EXERCISE: From the listing below, pick out and copy every line that contains the string "bride".

RECORDS FOR THE EXERCISE:

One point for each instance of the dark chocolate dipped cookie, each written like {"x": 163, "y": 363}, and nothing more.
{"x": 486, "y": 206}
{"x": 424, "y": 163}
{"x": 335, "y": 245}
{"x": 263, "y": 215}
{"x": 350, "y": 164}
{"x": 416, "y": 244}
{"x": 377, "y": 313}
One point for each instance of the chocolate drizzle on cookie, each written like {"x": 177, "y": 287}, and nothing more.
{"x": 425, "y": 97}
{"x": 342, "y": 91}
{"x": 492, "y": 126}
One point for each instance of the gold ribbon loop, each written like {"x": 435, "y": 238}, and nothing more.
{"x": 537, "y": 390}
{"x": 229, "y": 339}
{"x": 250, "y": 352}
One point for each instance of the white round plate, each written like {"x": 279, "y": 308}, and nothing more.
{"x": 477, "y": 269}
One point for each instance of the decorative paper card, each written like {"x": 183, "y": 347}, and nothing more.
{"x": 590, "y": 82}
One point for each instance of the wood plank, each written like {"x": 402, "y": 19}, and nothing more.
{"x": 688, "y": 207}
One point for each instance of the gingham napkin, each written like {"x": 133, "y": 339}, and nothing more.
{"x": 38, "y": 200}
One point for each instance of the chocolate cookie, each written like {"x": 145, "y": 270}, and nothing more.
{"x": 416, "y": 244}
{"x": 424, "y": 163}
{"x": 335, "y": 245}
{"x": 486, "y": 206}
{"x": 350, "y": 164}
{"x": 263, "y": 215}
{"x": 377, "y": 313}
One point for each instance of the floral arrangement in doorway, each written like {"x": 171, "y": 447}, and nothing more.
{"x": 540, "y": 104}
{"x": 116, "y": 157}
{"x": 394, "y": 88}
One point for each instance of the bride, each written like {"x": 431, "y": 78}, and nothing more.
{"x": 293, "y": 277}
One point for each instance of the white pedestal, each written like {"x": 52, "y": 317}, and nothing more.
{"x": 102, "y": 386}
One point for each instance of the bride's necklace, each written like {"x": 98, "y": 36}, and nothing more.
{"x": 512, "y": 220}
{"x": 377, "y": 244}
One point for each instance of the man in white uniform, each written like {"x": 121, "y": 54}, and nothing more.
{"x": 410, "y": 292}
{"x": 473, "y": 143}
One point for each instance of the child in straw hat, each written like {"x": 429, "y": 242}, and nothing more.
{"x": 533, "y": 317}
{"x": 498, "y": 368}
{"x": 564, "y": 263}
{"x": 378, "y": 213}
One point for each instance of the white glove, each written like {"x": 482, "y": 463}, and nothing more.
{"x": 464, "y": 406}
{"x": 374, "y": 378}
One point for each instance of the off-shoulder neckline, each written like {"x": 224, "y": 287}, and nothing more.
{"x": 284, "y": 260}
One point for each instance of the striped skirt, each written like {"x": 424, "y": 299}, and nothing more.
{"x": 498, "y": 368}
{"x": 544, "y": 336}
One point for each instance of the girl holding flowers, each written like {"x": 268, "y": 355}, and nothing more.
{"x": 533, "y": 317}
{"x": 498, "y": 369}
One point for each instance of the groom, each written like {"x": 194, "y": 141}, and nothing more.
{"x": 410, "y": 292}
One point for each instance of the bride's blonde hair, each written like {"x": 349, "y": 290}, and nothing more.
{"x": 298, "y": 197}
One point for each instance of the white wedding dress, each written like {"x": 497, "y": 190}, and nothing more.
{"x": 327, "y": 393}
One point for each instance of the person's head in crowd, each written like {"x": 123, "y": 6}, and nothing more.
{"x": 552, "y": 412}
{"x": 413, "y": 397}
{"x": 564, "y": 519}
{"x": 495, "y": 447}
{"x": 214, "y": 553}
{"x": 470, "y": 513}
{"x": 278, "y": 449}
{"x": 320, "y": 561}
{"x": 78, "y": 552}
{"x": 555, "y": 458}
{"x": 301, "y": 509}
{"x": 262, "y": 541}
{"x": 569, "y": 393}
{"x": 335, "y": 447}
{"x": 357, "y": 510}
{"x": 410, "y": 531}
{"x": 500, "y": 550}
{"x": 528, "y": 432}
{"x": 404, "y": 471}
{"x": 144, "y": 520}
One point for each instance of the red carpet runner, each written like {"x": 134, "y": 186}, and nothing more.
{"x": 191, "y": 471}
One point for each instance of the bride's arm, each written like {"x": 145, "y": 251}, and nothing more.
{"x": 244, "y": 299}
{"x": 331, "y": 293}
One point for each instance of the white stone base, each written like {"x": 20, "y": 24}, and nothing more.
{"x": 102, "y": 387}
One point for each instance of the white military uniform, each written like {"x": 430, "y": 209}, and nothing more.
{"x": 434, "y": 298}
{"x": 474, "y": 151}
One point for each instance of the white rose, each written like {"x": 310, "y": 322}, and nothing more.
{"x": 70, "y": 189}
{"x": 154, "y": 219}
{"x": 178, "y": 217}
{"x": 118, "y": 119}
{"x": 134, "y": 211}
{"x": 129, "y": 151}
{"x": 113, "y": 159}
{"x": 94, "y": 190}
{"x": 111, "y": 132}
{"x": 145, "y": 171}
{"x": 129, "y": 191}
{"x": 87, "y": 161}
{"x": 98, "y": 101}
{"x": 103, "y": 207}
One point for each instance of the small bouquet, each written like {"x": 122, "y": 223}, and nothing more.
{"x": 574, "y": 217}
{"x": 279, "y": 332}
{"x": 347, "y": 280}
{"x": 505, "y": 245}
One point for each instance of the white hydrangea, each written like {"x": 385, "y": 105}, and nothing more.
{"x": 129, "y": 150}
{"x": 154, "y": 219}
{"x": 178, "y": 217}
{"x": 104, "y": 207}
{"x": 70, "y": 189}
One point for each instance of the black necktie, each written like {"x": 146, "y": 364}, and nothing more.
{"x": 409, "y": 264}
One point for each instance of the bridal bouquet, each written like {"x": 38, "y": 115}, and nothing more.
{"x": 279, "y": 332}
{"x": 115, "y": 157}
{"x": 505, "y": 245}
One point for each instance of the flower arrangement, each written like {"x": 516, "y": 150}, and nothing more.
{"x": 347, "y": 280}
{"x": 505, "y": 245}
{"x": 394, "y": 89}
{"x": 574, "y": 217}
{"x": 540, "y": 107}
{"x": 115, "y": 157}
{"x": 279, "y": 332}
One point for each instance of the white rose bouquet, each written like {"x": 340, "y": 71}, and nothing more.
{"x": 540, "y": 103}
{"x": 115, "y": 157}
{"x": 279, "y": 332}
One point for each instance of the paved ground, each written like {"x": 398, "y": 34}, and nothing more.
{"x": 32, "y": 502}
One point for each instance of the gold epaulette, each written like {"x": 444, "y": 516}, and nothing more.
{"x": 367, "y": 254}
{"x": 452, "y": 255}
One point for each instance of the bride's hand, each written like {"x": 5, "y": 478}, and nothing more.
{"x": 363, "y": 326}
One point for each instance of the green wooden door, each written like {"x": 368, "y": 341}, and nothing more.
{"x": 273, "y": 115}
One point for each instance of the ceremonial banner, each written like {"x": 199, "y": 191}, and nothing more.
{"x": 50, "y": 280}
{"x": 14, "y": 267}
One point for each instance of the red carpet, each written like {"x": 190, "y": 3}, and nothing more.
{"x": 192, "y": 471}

--

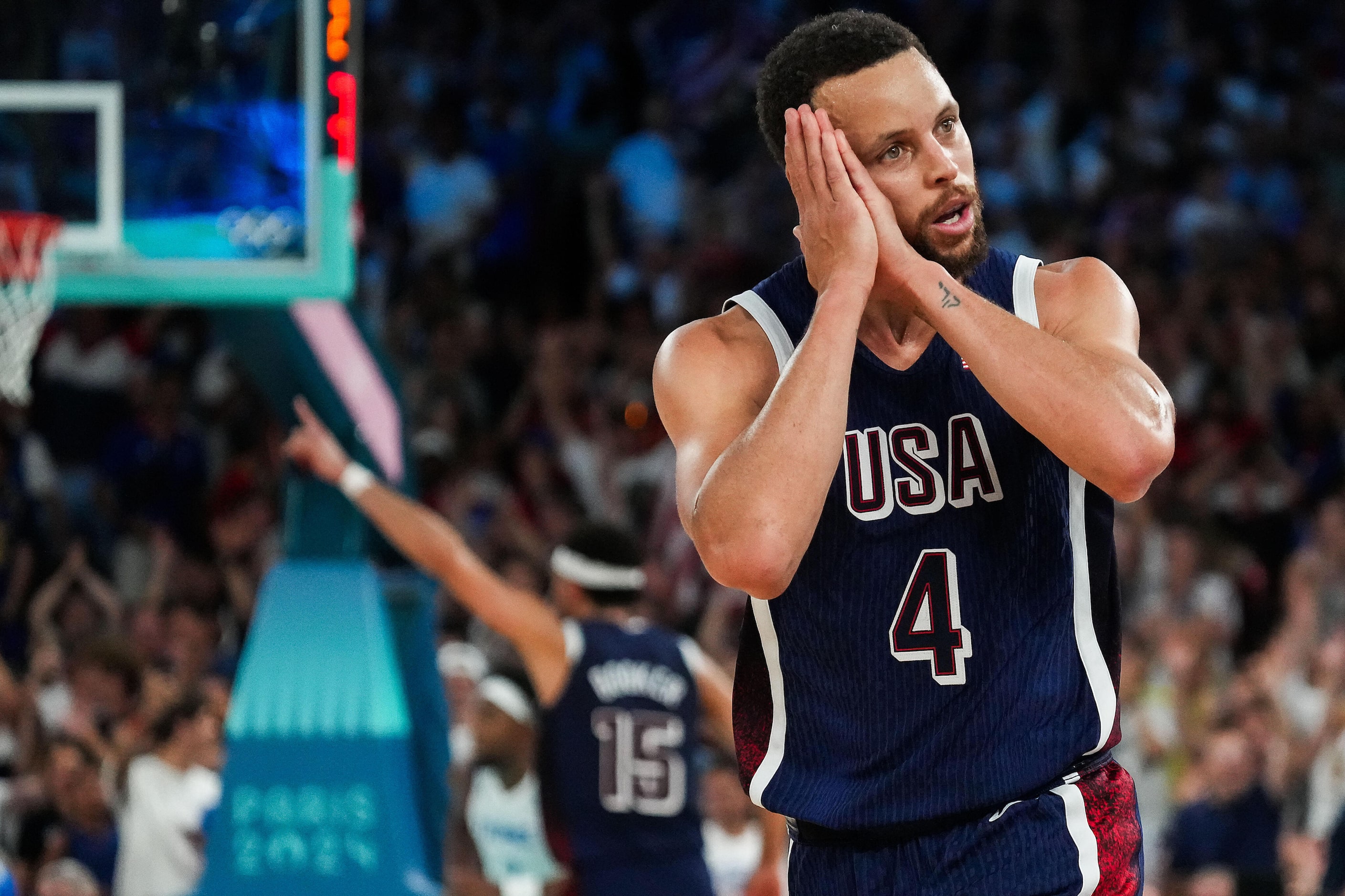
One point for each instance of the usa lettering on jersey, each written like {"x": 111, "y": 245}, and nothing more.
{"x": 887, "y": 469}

TASK SOLUTION:
One point for each instance of the bride, each written like {"x": 431, "y": 78}, and nothing more.
One point for each instance of the bride's necklace, each written like {"x": 98, "y": 36}, and nothing more.
One point for each instance of the bride's blonde hair, each written like {"x": 349, "y": 290}, and nothing more.
One point for each instance of the bride's arm, each written like {"x": 145, "y": 251}, and nothing more.
One point for each instance of the bride's hand, each written like {"x": 5, "y": 478}, and nothing more.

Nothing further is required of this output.